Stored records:

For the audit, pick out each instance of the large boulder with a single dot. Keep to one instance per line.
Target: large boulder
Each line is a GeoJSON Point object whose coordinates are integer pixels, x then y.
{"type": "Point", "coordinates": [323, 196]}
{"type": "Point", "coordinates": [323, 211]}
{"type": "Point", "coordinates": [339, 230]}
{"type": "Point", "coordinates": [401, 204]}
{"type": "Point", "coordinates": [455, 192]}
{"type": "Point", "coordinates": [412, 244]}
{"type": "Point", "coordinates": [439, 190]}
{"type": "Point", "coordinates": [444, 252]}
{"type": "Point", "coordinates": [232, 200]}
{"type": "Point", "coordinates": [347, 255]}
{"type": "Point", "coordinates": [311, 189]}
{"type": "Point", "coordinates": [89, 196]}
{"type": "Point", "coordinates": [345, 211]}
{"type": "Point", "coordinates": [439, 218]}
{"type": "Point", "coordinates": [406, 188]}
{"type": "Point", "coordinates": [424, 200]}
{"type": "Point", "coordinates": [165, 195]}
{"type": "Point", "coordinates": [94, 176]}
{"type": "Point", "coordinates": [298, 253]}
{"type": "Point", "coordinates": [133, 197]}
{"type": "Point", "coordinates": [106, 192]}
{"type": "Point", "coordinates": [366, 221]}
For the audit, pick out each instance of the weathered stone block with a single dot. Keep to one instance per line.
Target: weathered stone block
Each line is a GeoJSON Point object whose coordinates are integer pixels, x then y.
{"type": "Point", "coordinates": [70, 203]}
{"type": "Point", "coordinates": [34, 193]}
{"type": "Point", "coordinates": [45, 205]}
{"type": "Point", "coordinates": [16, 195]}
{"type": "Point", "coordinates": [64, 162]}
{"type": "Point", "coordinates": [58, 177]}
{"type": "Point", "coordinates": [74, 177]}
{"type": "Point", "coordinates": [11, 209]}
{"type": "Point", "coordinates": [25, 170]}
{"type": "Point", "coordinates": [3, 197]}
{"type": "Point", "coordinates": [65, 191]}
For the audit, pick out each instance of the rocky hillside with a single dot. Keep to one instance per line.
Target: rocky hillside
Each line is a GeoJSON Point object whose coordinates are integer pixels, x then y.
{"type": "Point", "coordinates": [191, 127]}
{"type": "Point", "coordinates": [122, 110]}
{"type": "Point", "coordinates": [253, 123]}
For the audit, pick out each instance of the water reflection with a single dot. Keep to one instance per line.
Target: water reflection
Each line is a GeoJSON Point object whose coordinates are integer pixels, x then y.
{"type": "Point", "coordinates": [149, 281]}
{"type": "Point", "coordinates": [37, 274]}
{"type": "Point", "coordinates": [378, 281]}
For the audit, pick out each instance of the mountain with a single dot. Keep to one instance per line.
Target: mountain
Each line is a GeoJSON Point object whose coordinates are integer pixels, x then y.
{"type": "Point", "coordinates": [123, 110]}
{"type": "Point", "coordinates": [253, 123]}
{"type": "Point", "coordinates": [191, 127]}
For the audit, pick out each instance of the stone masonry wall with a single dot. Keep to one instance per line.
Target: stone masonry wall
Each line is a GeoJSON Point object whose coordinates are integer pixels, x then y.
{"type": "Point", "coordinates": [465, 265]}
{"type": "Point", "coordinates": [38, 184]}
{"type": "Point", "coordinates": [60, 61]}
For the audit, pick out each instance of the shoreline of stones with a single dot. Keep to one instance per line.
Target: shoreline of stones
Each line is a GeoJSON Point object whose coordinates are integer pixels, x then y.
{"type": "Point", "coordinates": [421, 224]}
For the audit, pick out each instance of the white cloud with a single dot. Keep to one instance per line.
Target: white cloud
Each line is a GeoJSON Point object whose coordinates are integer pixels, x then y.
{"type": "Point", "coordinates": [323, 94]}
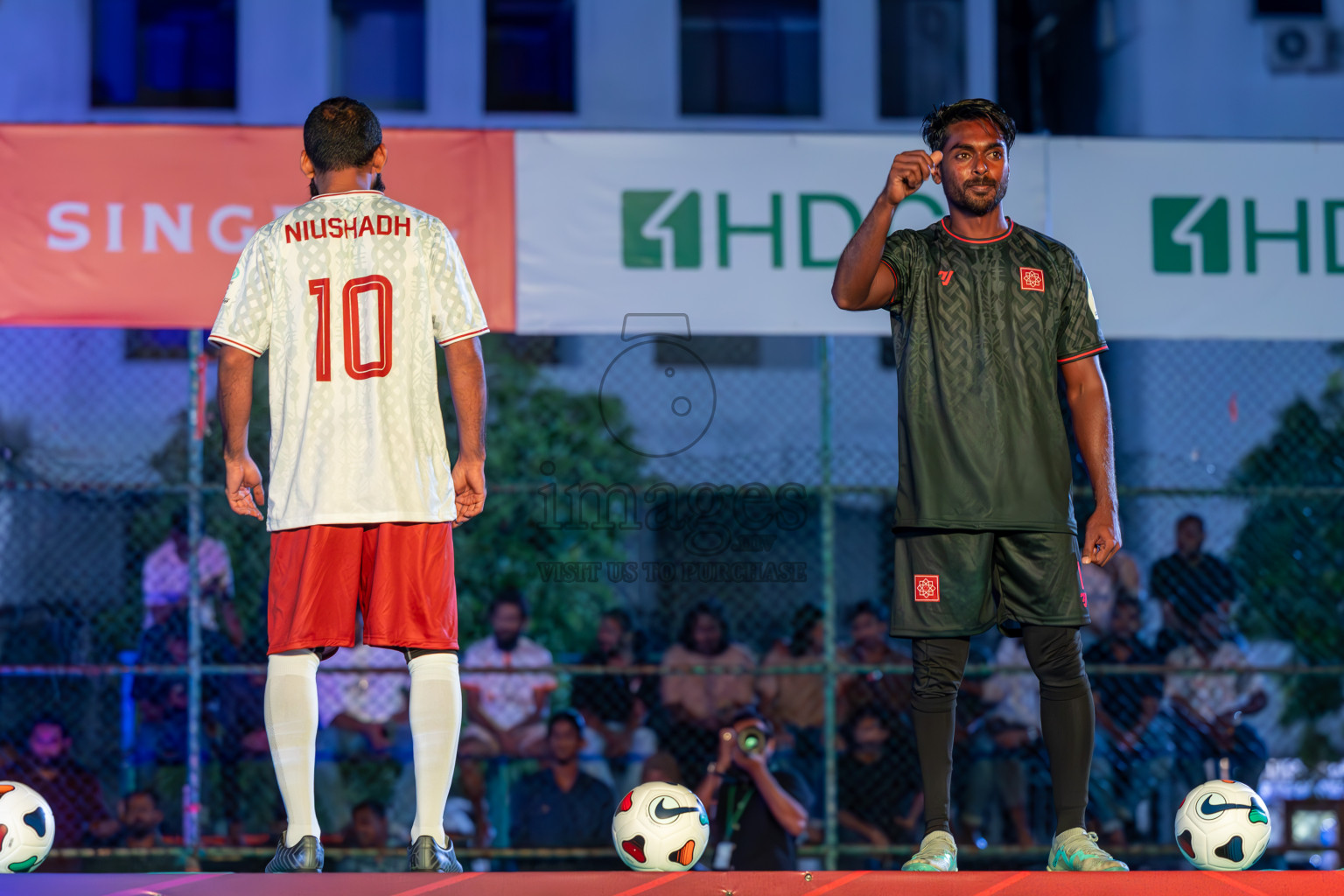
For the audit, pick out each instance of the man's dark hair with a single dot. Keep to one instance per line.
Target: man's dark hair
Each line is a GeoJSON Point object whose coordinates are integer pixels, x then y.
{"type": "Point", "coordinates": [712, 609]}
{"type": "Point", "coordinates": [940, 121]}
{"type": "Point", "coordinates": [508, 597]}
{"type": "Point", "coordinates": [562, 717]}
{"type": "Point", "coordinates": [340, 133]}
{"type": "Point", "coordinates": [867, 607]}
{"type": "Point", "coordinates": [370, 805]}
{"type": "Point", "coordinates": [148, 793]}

◆ **WHAT YOU HAVE TO DO**: Please copy every line above word for word, leaving the pictures out of your copy.

◆ **SOLUTION**:
For the audit, pick out each instance of the large boulder with a single dot. Keep to one instance per line.
Target: large boulder
Each line is a GeoJSON Point object whose coordinates are integer pixels, x then y.
{"type": "Point", "coordinates": [323, 196]}
{"type": "Point", "coordinates": [323, 211]}
{"type": "Point", "coordinates": [339, 230]}
{"type": "Point", "coordinates": [401, 204]}
{"type": "Point", "coordinates": [455, 192]}
{"type": "Point", "coordinates": [412, 244]}
{"type": "Point", "coordinates": [439, 190]}
{"type": "Point", "coordinates": [444, 252]}
{"type": "Point", "coordinates": [232, 200]}
{"type": "Point", "coordinates": [347, 255]}
{"type": "Point", "coordinates": [311, 189]}
{"type": "Point", "coordinates": [89, 196]}
{"type": "Point", "coordinates": [345, 211]}
{"type": "Point", "coordinates": [439, 218]}
{"type": "Point", "coordinates": [406, 188]}
{"type": "Point", "coordinates": [424, 200]}
{"type": "Point", "coordinates": [165, 195]}
{"type": "Point", "coordinates": [94, 176]}
{"type": "Point", "coordinates": [298, 253]}
{"type": "Point", "coordinates": [133, 197]}
{"type": "Point", "coordinates": [106, 192]}
{"type": "Point", "coordinates": [366, 221]}
For the audit, pick out each instance of the weathered stone block with a single dot. Keep to one instance per line.
Target: weathered stone block
Each line is a GeoJSON Point object whose coordinates are integer pixels, x then y.
{"type": "Point", "coordinates": [70, 203]}
{"type": "Point", "coordinates": [34, 193]}
{"type": "Point", "coordinates": [45, 205]}
{"type": "Point", "coordinates": [16, 195]}
{"type": "Point", "coordinates": [64, 162]}
{"type": "Point", "coordinates": [58, 177]}
{"type": "Point", "coordinates": [74, 177]}
{"type": "Point", "coordinates": [11, 209]}
{"type": "Point", "coordinates": [25, 170]}
{"type": "Point", "coordinates": [3, 197]}
{"type": "Point", "coordinates": [65, 191]}
For the audit, pick out each instance of the rocky hillside with a single dot. Keep to one instance per line.
Target: rocky hillside
Each line is a GeoJSON Point object whose coordinates are integer pixels, x then y.
{"type": "Point", "coordinates": [191, 127]}
{"type": "Point", "coordinates": [122, 110]}
{"type": "Point", "coordinates": [253, 123]}
For the audit, pick out each instance of the water reflection with a single dot. Keep to one instance per line.
Target: water reflection
Each line is a GeoJSON Point object whose coordinates are integer pixels, x then y.
{"type": "Point", "coordinates": [149, 281]}
{"type": "Point", "coordinates": [37, 274]}
{"type": "Point", "coordinates": [378, 281]}
For the audit, pick out each instance of the mountain with a single dot. Keep to one instance per line.
Target: mountain
Each line is a GeoJSON Point object whose coordinates are integer pixels, x then y.
{"type": "Point", "coordinates": [123, 110]}
{"type": "Point", "coordinates": [253, 123]}
{"type": "Point", "coordinates": [191, 127]}
For the audit, pick out each instance of the stone masonry wall with a single dot. Keep to one instance per line.
Target: stone masonry wall
Each line is a GeoJSON Point object whose coordinates are integer pixels, x then y.
{"type": "Point", "coordinates": [465, 265]}
{"type": "Point", "coordinates": [38, 184]}
{"type": "Point", "coordinates": [60, 61]}
For the audit, pick out each instance of the shoreline of stones with a single dot. Keep to one instance per line.
Target: shoreline of stones
Each line is a GeoJSON Point object whose coordinates are integer pixels, x then y.
{"type": "Point", "coordinates": [421, 224]}
For the audit, pick out each instance of the white cloud with a single dot. Keep to one instance per line.
Target: white cloud
Each line is a GeoJSON Point object whose coordinates are integer pixels, x then y.
{"type": "Point", "coordinates": [323, 94]}
For the audit, pick out each instance of the man's dark hair with a single dot. Keep to one instance per line.
Target: man's dark hair
Each line is a GeoJSON Point object whose coordinates are integer pixels, x then y.
{"type": "Point", "coordinates": [712, 609]}
{"type": "Point", "coordinates": [940, 121]}
{"type": "Point", "coordinates": [508, 597]}
{"type": "Point", "coordinates": [562, 717]}
{"type": "Point", "coordinates": [340, 133]}
{"type": "Point", "coordinates": [867, 607]}
{"type": "Point", "coordinates": [370, 805]}
{"type": "Point", "coordinates": [148, 793]}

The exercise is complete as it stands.